### INPUT ROWS:
▶
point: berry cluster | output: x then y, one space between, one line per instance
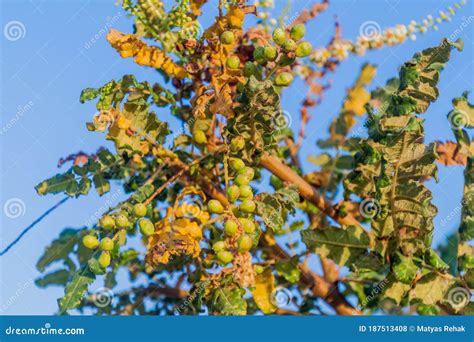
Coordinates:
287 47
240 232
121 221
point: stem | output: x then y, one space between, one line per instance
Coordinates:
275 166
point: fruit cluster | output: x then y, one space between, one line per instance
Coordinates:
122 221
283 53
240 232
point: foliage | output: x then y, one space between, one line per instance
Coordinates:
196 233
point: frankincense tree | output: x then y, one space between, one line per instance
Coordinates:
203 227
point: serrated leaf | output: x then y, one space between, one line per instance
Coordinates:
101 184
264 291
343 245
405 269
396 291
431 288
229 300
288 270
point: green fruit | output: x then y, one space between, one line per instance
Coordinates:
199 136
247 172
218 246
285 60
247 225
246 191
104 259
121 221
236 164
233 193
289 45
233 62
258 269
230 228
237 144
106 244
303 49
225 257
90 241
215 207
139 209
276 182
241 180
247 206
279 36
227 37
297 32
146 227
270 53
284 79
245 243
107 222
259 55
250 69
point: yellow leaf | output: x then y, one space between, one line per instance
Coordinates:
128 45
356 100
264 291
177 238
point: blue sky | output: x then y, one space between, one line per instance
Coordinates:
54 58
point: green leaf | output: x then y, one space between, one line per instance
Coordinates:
◀
### INSTRUCTIONS TO FOLLOW:
Reproduce all of the data above word for word, leaving out the picture.

### EXERCISE OUTPUT:
point: berry cluster | output: x then y, one space between, one line per instance
Coordinates:
287 47
240 232
121 221
point: stem | output: x then y, one space between, one line per instance
Coordinates:
275 166
point: fruit cluster | output: x then y, one space between, one line per instance
Coordinates:
122 221
283 53
240 232
point: foliage | output: x then y, one space between, one line per instance
Coordinates:
196 233
point: frankincense tree | output: x then y, one space between, one line per instance
Coordinates:
203 227
point: serrated leaf | output: x then y, one space between, one line per instance
Coordinates:
101 184
264 291
343 245
405 269
396 291
431 288
229 300
288 270
point: green fruit | output: x then y, one space between, one line per instance
Coordinates:
199 136
247 172
218 246
285 60
247 225
246 191
104 259
121 221
236 164
233 193
289 45
233 62
258 269
230 228
237 144
106 244
303 49
225 257
90 241
215 207
139 209
276 182
241 180
247 206
279 36
227 37
297 32
146 227
270 53
284 79
245 243
107 222
259 55
250 69
point: yellow leaf | output: x then y, one space between, one line per instance
Coordinates:
128 45
356 100
264 291
177 238
point: blue sky | output: x then y, one space between, one line per instance
Coordinates:
54 58
point: green leaf | output: x then y, one space between, one line per instance
Coordinates:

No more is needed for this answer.